Fibra coringa

Ela é empregada na redução do colesterol, na limpeza e cicatrização de ferimentos e até na confecção de tecidos. Agora, um estudo revelou que a quitosana, fibra encontrada na carapaça de crustáceos, pode se tornar ainda mais eficaz em uma de suas múltiplas aplicações: a despoluição de rios.

“Nós alteramos a composição da fibra, e isso aumentou o seu poder deextrair metais pesados e outros rejeitos industriais da água”

“Nós alteramos a composição da fibra, e isso aumentou o seu poder de extrair metais pesados e outros rejeitos industriais da água”, diz Elaine Cristina Lima, pesquisadora do Instituto de Química da Universidade Estadual de Campinas (Unicamp).

Vale lembrar: entre os metais extraídos está o chumbo, que, além de ser nocivo ao meio ambiente quando em excesso, ainda pode causar câncer.

=== Trechos das entradas ===
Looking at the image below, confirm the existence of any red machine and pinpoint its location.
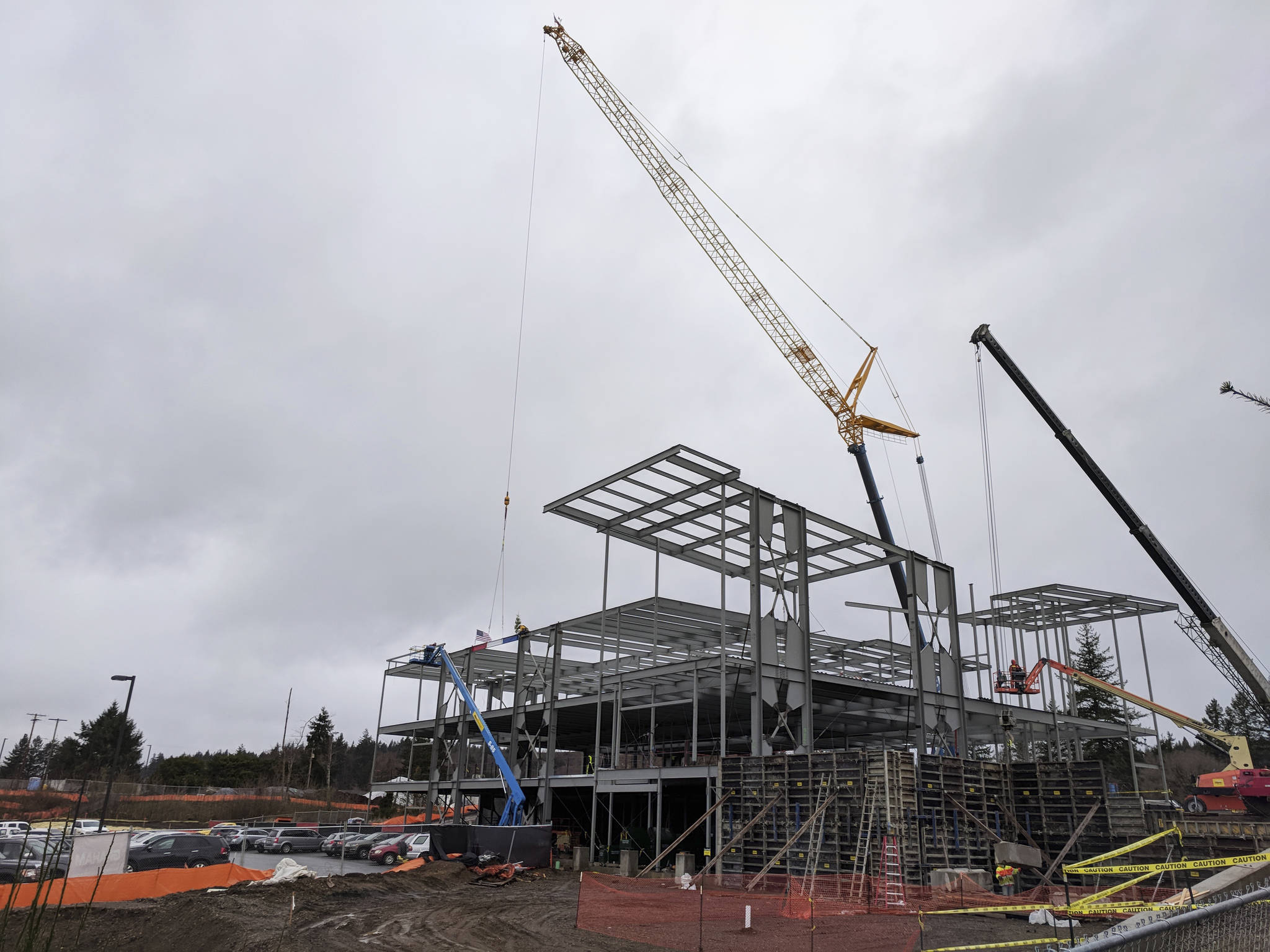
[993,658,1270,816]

---

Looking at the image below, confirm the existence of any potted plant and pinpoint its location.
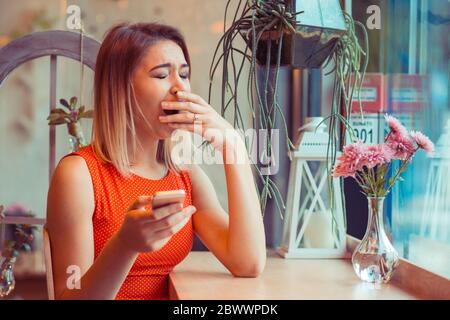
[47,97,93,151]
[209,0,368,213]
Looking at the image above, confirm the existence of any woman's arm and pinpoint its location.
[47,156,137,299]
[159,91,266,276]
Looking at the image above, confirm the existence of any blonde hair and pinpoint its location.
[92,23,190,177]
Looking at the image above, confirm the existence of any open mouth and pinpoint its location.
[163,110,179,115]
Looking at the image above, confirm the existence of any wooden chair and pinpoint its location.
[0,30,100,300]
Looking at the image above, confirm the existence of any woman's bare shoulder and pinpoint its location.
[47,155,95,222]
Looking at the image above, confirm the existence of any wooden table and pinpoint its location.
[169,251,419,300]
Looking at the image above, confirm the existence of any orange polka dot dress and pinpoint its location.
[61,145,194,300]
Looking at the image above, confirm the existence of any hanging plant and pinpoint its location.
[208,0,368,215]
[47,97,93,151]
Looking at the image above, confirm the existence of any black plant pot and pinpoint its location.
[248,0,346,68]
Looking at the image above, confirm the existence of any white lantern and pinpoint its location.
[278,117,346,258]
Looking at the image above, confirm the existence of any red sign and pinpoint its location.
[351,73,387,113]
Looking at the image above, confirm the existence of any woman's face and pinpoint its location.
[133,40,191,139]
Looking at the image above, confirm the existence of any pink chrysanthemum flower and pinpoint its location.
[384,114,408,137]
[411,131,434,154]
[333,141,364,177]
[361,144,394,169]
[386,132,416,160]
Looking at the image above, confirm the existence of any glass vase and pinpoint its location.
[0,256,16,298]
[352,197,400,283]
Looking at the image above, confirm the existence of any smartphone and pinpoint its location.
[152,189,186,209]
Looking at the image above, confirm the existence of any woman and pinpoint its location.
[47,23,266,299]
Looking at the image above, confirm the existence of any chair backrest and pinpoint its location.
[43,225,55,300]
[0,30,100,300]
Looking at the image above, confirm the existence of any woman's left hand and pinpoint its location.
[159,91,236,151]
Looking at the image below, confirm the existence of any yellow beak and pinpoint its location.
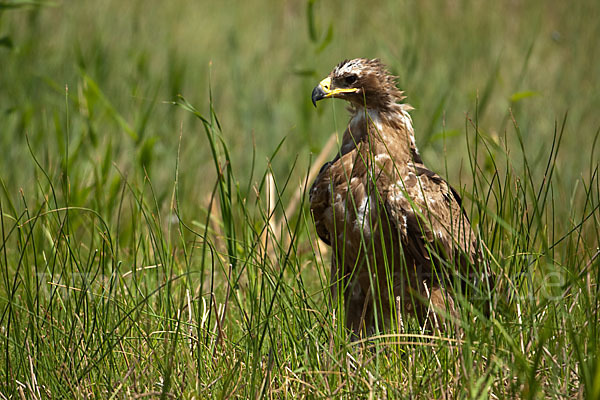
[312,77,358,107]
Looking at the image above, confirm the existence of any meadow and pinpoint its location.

=== Verifique sua compreensão ===
1: Enumere todas as aplicações da quitosana mencionadas no texto sobre a fibra coringa.
2: Com base no texto sobre a fibra coringa, explique por que a extração do chumbo da água é importante.
3: Transcreva do texto sobre a fibra coringa o trecho que começa em "Ela é empregada" e termina em "de Campinas (Unicamp).", incluindo essas palavras.

=== Respostas das atividades ===
1:
- Redução do colesterol
- Limpeza e cicatrização de ferimentos
- Confecção de tecidos
- Despoluição de rios

2: O chumbo é nocivo ao meio ambiente quando em excesso e ainda pode causar câncer.

3:
Ela é empregada na redução do colesterol, na limpeza e cicatrização de ferimentos e até na confecção de tecidos. Agora, um estudo revelou que a quitosana, fibra encontrada na carapaça de crustáceos, pode se tornar ainda mais eficaz em uma de suas múltiplas aplicações: a despoluição de rios.

“Nós alteramos a composição da fibra, e isso aumentou o seu poder deextrair metais pesados e outros rejeitos industriais da água”

“Nós alteramos a composição da fibra, e isso aumentou o seu poder de extrair metais pesados e outros rejeitos industriais da água”, diz Elaine Cristina Lima, pesquisadora do Instituto de Química da Universidade Estadual de Campinas (Unicamp).